■ **Written instruction**
Repeat each record exactly. Any picture gets left out.

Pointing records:
__________________________________________________

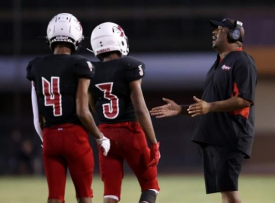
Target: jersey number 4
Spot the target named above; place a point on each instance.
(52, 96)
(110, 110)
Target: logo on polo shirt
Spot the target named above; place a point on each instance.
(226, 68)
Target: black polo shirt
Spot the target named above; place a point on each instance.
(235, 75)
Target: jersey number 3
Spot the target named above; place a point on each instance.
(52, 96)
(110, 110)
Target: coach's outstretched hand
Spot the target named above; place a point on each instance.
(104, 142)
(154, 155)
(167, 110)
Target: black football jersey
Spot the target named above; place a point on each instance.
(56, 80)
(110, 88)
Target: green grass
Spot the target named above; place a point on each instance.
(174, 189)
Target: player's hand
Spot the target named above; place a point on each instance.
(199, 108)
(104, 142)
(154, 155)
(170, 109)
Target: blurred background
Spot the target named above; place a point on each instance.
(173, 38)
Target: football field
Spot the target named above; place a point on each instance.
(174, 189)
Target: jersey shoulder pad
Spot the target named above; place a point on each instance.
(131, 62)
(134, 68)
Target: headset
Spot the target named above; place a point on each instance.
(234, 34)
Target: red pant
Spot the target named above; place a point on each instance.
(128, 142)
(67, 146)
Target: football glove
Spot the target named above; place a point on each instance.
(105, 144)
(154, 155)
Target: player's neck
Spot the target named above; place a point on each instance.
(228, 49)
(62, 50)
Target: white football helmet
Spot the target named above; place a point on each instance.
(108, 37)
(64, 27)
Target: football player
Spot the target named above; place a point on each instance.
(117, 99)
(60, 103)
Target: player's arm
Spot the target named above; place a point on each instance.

__________________________________________________

■ **Expected answer**
Target: jersey number 4
Spot the target named above; place a point on each instance.
(52, 96)
(110, 110)
Target: logo on polo shirt
Spot the target named above; place a point on each instance.
(226, 68)
Target: black polo shirt
Spot the target named above; place a point on each instance.
(235, 75)
Target: jersey number 3
Spot the target named above; place a point on each instance.
(52, 96)
(110, 110)
Target: coach's outstretched hand
Spot the target named above; place a point on each instance.
(104, 142)
(154, 155)
(167, 110)
Target: black football jersey
Spot the target named above; place a point on each instance.
(56, 80)
(110, 88)
Target: green grass
Spot the target named above; place a point on each instance.
(174, 189)
Target: player's hand
Spot the target named above; place a point on each instance.
(199, 108)
(104, 142)
(154, 155)
(170, 109)
Target: blurred background
Spot the target named above; place a point on each instance.
(173, 38)
Target: football field
Spot the target named above; place a point on each instance.
(174, 189)
Target: jersey shoulder pad
Spot the target named above; place a point on each instance.
(131, 62)
(134, 68)
Target: headset
Spot the target named above; place a point on each instance.
(234, 34)
Target: red pant
Spot the target named above; place a point on each instance.
(128, 142)
(67, 146)
Target: football glove
Spot the target named above; place a point on each instance.
(105, 144)
(154, 155)
Target: player's neck
Spot the target named above; place a point on each instance.
(228, 49)
(62, 50)
Target: white football helmet
Spot the target named above; place a point on each instance.
(108, 37)
(64, 27)
Target: football player
Spot the target named above; place a point on each instance.
(117, 99)
(60, 103)
Target: player's arm
Spot the target named above; place a point on each instance.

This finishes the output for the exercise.